Work request 1> Write out the part of the Vail skiing passage between "And then there’s" and "birthday in 2005.", inclusive.
Work request 2> In the Vail skiing passage, who is named as the reason the writer went heli-skiing in Alaska?
Work request 3> Carry the Vail skiing passage forward from its last sentence.

Excerpted passage>
- - - - -
My youngest son and I just rode snowmobiles and skied over the weekend with Todd’s brother Mike and his family. Mike is a former U.S. Ski Teamer, coach and Colorado Ski Hall of Fame member whose parents are Vail pioneers and knows that families who ski together stay together. It was just recently the 29th anniversary of Todd Brown’s death snowmobiling in Crested Butte.
And then there’s the ultimate Vail connection to Miller, Chris Anthony, who did virtually anything he possibly could to get into Miller movies, including carrying the camera tripod. He’s not in this movie but immediately leaped to mind for me while watching it. Anthony is the reason I wound up heli-skiing with a friend in Alaska for my 40th birthday in 2005.
- - - - -
Records>
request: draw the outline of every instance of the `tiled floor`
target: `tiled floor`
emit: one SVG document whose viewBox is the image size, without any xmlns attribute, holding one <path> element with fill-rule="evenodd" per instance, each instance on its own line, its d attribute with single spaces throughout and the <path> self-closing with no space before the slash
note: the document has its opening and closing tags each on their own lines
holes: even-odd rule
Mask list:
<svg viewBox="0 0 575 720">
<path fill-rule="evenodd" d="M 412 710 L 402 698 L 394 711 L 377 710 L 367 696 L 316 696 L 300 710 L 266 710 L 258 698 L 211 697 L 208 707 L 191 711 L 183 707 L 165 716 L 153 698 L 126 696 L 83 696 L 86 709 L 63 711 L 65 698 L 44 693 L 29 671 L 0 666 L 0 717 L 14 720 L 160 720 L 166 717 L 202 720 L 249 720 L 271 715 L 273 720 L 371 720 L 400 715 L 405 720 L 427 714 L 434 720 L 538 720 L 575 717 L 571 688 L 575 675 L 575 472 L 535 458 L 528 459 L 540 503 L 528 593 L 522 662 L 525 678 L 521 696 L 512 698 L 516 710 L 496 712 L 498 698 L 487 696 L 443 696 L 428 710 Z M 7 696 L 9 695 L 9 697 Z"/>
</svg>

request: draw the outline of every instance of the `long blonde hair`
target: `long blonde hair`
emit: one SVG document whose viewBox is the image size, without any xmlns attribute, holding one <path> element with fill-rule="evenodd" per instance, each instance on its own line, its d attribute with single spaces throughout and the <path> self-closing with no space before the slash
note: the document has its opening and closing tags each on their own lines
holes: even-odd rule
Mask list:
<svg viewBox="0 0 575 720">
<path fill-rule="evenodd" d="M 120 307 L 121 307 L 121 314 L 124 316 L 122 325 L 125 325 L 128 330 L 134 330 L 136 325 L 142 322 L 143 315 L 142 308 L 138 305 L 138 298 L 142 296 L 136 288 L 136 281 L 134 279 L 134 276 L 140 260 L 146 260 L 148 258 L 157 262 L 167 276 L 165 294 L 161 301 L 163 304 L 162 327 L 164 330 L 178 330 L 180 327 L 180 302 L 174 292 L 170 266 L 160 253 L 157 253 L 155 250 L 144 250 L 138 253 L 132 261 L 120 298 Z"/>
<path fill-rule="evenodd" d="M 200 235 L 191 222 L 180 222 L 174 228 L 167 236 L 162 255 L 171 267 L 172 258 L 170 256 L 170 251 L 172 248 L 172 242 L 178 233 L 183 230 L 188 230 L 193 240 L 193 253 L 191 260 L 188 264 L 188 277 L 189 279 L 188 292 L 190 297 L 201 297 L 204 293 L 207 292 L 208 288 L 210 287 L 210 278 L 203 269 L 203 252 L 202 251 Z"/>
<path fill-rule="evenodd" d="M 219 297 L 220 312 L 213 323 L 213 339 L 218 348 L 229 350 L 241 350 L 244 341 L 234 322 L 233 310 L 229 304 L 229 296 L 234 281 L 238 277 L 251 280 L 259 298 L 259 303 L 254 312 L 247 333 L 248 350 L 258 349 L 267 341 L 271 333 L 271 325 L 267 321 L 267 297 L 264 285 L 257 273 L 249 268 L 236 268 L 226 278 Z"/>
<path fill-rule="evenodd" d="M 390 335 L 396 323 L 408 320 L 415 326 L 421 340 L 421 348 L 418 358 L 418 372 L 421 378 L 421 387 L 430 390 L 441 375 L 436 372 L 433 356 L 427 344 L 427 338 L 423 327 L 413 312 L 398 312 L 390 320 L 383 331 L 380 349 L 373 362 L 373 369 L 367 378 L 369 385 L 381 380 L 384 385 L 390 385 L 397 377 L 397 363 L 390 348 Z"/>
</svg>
- - - - -
Exercise answer 1>
And then there’s the ultimate Vail connection to Miller, Chris Anthony, who did virtually anything he possibly could to get into Miller movies, including carrying the camera tripod. He’s not in this movie but immediately leaped to mind for me while watching it. Anthony is the reason I wound up heli-skiing with a friend in Alaska for my 40th birthday in 2005.

Exercise answer 2> Chris Anthony

Exercise answer 3>
But after getting largely shut out by the weather in Cordova, where Anthony was a guide with Points North and Miller’s film company shot an annual segment, a friend and I flew to Valdez, where we wound up skiing with another occasional Miller film star and heli pioneer, Dean Cummings. The founder o H20, Cummings is now in the news for all the wrong reasons.
I ran into Anthony in Vail Village over the summer, and like most in the industry who knew Dean, he was not surprised by Cummings’ descent into mental illness. He described for me Cummings’ short fuse dating back many years, including on a Russian helicopter while skiing in Iran for a Warren Miller movie.
But what’s remarkable about Cummings, as highlighted in this in-depth dive by Outside Magazine, is how much skiing anchored his family even as his problems became more and more evident. It’s just such a tragedy Cummings did not get help before his mental illness escalated to the death of another man and the brutal impact that had on the Arriola family of New Mexico.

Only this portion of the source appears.